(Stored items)
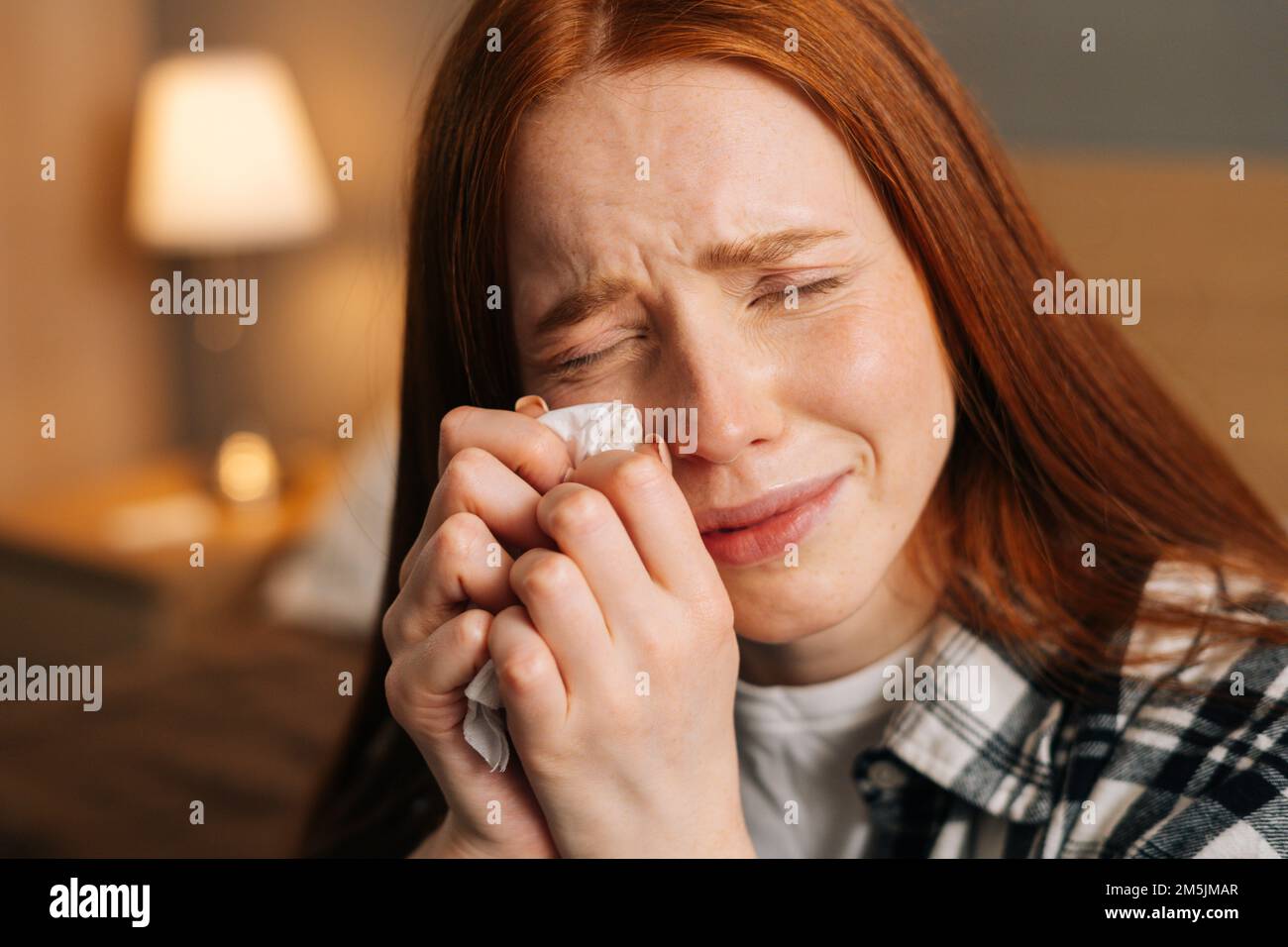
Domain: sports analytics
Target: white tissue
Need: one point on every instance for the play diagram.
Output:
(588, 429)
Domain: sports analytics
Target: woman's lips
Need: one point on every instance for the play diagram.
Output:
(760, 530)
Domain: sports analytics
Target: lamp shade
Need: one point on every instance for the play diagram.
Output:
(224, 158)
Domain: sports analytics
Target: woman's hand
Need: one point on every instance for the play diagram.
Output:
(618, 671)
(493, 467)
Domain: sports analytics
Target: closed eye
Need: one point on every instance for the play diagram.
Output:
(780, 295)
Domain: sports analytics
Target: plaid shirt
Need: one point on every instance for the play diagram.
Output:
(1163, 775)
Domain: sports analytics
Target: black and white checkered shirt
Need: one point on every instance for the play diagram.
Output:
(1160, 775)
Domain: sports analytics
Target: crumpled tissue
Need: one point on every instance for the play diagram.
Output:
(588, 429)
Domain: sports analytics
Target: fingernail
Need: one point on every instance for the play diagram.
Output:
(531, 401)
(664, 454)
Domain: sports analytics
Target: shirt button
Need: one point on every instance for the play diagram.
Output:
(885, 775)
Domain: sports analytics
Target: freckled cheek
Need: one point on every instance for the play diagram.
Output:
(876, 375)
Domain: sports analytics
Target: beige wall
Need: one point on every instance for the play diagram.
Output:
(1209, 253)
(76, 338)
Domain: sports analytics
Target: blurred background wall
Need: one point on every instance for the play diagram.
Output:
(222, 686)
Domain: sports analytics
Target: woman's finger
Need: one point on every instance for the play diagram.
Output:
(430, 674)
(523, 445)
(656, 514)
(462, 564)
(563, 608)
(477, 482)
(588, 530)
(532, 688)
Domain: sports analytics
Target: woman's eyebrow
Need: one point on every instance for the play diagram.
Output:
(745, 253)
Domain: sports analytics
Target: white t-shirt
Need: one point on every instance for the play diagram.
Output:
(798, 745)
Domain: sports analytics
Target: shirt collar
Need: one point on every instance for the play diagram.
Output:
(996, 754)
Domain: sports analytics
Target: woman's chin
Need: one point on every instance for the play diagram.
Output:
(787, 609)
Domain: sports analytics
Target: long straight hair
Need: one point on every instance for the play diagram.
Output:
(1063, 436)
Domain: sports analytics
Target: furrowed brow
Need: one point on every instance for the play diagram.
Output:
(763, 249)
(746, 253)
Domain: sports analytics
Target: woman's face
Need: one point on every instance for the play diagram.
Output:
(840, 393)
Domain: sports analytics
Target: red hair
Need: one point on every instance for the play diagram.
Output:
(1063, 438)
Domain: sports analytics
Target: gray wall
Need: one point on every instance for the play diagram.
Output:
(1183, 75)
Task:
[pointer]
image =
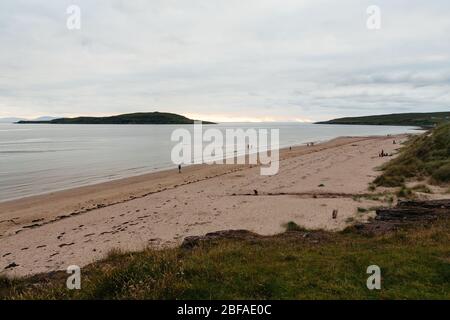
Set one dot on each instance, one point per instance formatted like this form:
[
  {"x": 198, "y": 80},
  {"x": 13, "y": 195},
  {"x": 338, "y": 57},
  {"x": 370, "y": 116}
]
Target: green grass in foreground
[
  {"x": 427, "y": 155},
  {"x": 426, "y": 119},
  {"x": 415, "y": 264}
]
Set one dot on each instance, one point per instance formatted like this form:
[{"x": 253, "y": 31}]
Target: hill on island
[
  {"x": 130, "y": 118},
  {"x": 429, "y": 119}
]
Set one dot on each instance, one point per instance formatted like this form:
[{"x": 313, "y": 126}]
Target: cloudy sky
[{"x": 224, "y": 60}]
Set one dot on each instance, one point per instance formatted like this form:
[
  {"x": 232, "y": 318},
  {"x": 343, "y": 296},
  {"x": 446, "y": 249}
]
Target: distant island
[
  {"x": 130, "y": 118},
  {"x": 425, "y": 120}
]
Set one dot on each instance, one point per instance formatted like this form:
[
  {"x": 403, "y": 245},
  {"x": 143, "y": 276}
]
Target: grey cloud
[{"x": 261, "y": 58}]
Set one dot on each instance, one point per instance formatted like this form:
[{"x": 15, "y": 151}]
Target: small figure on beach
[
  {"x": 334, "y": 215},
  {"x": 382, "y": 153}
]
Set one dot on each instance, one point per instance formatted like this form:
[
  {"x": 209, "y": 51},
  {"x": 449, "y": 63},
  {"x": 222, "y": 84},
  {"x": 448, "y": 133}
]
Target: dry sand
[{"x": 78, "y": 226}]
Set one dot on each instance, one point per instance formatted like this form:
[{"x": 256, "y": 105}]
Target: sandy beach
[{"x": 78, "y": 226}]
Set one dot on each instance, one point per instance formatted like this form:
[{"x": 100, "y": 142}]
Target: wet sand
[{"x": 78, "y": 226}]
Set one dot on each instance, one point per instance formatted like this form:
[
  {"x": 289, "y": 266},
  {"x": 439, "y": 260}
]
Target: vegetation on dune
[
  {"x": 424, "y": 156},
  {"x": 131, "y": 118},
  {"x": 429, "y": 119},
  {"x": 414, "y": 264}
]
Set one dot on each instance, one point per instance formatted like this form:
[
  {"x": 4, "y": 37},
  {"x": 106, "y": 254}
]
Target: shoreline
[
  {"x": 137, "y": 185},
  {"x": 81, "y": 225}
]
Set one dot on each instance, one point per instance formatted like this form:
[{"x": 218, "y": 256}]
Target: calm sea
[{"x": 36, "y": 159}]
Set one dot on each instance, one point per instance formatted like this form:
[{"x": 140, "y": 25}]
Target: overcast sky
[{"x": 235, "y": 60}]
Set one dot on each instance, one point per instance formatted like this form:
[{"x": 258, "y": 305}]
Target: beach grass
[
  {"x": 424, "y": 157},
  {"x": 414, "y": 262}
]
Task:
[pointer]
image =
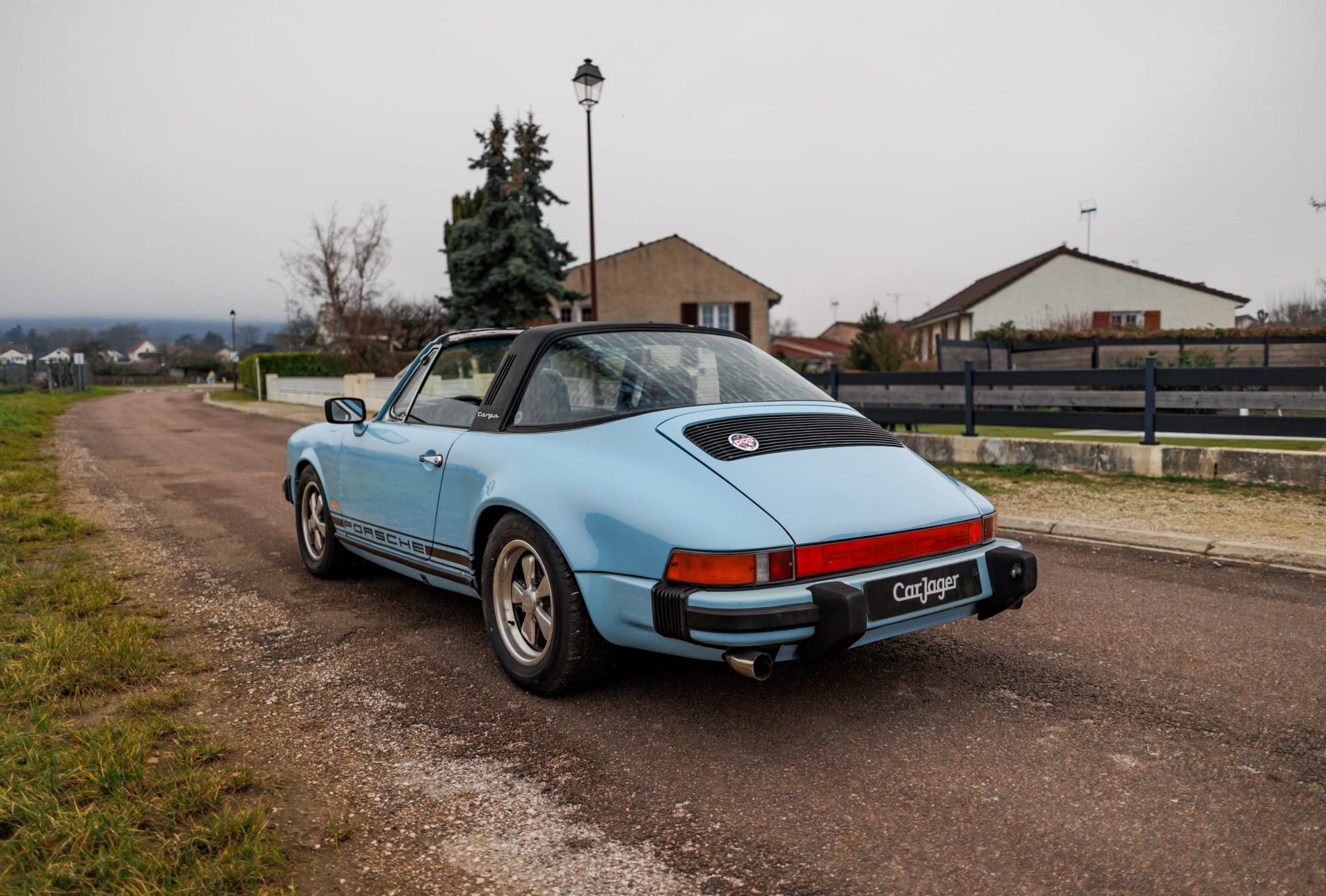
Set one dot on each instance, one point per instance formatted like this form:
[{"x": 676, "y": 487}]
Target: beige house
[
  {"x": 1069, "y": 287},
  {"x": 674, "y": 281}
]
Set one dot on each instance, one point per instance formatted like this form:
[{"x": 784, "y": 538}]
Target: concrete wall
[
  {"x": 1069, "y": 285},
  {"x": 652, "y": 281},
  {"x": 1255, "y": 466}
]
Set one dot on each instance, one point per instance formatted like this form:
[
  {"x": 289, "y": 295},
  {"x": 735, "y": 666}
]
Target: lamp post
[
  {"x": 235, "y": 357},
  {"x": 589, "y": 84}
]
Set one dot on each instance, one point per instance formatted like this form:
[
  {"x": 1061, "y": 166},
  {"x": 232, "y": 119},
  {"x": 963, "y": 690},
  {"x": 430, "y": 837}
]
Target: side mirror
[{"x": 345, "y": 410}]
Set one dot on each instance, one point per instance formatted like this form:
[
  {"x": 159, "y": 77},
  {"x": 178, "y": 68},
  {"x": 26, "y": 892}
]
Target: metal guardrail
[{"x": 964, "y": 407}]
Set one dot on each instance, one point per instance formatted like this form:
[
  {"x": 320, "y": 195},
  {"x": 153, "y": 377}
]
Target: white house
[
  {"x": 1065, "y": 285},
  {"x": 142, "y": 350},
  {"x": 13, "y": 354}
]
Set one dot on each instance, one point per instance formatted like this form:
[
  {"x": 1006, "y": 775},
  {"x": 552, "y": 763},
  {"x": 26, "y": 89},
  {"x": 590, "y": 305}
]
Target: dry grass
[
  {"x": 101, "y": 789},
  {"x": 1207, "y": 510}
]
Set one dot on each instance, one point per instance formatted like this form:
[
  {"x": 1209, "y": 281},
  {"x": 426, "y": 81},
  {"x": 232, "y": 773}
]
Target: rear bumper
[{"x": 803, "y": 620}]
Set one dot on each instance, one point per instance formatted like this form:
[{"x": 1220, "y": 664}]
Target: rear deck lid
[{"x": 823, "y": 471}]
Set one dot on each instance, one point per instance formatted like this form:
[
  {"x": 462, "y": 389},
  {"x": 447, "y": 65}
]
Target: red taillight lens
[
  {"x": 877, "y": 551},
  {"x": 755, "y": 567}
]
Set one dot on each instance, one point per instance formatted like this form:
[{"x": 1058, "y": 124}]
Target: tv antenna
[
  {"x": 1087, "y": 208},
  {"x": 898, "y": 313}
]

- _WRITTEN PROBLEM_
How many of the lines above contain the string "hair"? Case matters. Reply with the number alone.

- _WORKED SOLUTION_
2